_WORK TO COMPLETE_
Pull out each line below that contains the string "hair". Matches must have the same uppercase and lowercase letters.

Excerpts from point annotation data:

§

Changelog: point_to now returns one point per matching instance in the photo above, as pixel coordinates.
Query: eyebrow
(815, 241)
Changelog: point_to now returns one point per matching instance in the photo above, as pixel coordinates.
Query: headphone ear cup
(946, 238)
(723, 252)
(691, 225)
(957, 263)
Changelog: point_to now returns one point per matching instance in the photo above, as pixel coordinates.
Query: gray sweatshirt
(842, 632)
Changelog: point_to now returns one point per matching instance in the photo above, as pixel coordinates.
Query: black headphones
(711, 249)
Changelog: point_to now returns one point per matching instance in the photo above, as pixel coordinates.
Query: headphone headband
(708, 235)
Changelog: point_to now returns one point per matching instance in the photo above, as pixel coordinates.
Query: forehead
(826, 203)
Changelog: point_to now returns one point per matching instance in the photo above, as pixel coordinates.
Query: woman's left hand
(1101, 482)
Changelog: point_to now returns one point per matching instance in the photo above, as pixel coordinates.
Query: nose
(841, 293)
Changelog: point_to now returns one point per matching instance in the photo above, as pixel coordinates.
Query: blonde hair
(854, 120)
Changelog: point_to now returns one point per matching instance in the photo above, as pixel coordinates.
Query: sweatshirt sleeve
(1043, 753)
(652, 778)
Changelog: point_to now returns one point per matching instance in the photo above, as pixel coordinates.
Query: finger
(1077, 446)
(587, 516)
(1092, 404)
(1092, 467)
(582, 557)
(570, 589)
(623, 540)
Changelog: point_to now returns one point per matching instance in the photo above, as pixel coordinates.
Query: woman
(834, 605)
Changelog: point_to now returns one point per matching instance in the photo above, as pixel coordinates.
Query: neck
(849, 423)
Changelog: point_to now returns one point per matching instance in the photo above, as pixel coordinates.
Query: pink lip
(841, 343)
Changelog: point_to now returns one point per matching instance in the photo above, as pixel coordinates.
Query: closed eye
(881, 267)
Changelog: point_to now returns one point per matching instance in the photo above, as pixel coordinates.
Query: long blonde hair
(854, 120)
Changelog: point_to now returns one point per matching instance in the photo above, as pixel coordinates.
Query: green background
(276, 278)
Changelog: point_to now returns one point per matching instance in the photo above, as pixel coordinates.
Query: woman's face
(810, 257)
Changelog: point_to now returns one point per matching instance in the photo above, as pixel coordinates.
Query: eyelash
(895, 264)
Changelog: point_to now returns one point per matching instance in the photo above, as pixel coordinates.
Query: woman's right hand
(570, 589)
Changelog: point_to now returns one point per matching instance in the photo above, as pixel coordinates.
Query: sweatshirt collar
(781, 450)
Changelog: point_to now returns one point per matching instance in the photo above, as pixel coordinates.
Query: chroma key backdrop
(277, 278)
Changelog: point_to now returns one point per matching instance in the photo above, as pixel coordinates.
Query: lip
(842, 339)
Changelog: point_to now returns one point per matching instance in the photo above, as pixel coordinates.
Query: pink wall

§

_FULL RESPONSE_
Query: blonde hair
Query: long blonde hair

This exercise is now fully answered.